_WHAT YOU WILL DO_
Give back all of the records underneath exactly, with no omissions.

_Source data_
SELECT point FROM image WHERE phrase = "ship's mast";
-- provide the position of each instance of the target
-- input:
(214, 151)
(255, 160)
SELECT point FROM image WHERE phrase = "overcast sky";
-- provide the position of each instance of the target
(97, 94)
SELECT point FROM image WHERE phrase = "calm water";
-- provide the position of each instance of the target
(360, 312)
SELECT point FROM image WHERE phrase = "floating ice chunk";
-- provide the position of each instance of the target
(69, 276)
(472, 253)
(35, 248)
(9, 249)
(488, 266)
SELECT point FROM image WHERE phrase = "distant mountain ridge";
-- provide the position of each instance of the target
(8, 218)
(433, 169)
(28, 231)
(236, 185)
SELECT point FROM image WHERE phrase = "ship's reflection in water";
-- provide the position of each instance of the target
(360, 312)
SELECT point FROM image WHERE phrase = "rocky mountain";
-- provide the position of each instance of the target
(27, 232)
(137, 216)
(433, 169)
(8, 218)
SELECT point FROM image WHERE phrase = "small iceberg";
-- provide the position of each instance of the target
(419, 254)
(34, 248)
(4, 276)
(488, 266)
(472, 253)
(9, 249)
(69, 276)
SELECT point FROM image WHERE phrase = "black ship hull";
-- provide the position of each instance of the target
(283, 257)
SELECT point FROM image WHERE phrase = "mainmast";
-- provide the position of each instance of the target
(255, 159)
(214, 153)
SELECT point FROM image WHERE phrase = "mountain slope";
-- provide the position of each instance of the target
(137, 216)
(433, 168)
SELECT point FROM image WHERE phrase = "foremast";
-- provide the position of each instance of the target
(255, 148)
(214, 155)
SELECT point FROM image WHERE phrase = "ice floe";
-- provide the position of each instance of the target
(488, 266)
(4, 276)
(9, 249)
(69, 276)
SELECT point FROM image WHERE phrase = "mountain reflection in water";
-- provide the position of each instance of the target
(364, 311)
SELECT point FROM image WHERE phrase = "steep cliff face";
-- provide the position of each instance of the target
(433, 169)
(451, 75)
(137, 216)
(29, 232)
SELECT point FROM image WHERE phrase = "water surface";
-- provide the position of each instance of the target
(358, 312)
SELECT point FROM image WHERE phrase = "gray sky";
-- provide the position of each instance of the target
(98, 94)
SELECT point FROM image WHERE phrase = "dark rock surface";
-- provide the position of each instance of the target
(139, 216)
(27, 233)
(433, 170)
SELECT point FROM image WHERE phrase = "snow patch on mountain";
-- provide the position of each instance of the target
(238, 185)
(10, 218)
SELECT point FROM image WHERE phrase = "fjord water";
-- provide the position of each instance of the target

_EXERCISE SOLUTION_
SELECT point FROM image WHERE phrase = "ship's mast";
-- provide the position of each instance of the target
-- input:
(214, 151)
(255, 160)
SELECT point FROM image WHERE phrase = "overcast sky";
-- provide the position of each instance of the target
(97, 94)
SELECT point FROM image WHERE phrase = "calm water";
-- provide the position of each instance of the target
(360, 312)
SELECT point FROM image WHERE phrase = "floating ice chunk";
-- provide the position of each instance of the target
(69, 276)
(472, 253)
(35, 248)
(9, 249)
(488, 266)
SELECT point FROM image WHERE phrase = "distant mountain ridge";
-- provide the position of each instance of the target
(8, 218)
(433, 169)
(28, 231)
(236, 185)
SELECT point FROM image WHERE phrase = "ship's reflection in water";
-- provide the position of each instance of the target
(360, 312)
SELECT point FROM image WHERE phrase = "rocky mountain";
-- provide the position of each instance of the target
(27, 232)
(137, 216)
(433, 169)
(8, 218)
SELECT point FROM image WHERE phrase = "small iceberg";
-- provide the position of each instance of the target
(419, 254)
(34, 248)
(4, 276)
(488, 266)
(472, 253)
(9, 249)
(69, 276)
SELECT point FROM image WHERE phrase = "black ship hull";
-- provide the position of each instance of the target
(283, 257)
SELECT point FROM image WHERE phrase = "mainmast";
-- provide the position of each instance of the target
(255, 159)
(214, 153)
SELECT point FROM image WHERE phrase = "mountain slope";
-- provide the position of each instance of the target
(137, 216)
(433, 168)
SELECT point FROM image WHERE phrase = "foremast";
-- provide the position of each instance of the target
(255, 148)
(214, 155)
SELECT point FROM image WHERE phrase = "ice floe";
-- provide the position of each instance of the target
(488, 266)
(4, 276)
(9, 249)
(69, 276)
SELECT point FROM image WHERE phrase = "mountain reflection in water";
-- provide the position of each instance of the target
(364, 311)
SELECT point FROM image WHERE phrase = "steep cliff face";
-- provide the position of each instance of the target
(433, 169)
(451, 75)
(137, 216)
(29, 232)
SELECT point FROM image WHERE phrase = "water surface";
-- provide the position of each instance of the target
(358, 312)
SELECT point FROM image WHERE phrase = "gray sky";
-- provide the position of each instance of the target
(98, 94)
SELECT point FROM image WHERE phrase = "dark rock surface";
-- provide the position of each instance of the target
(139, 216)
(27, 233)
(433, 170)
SELECT point FROM image WHERE phrase = "snow patch on mountain";
-- provide the position of each instance of the target
(238, 185)
(10, 218)
SELECT point FROM image WHERE phrase = "fjord water";
-- provide the position of each instance of the target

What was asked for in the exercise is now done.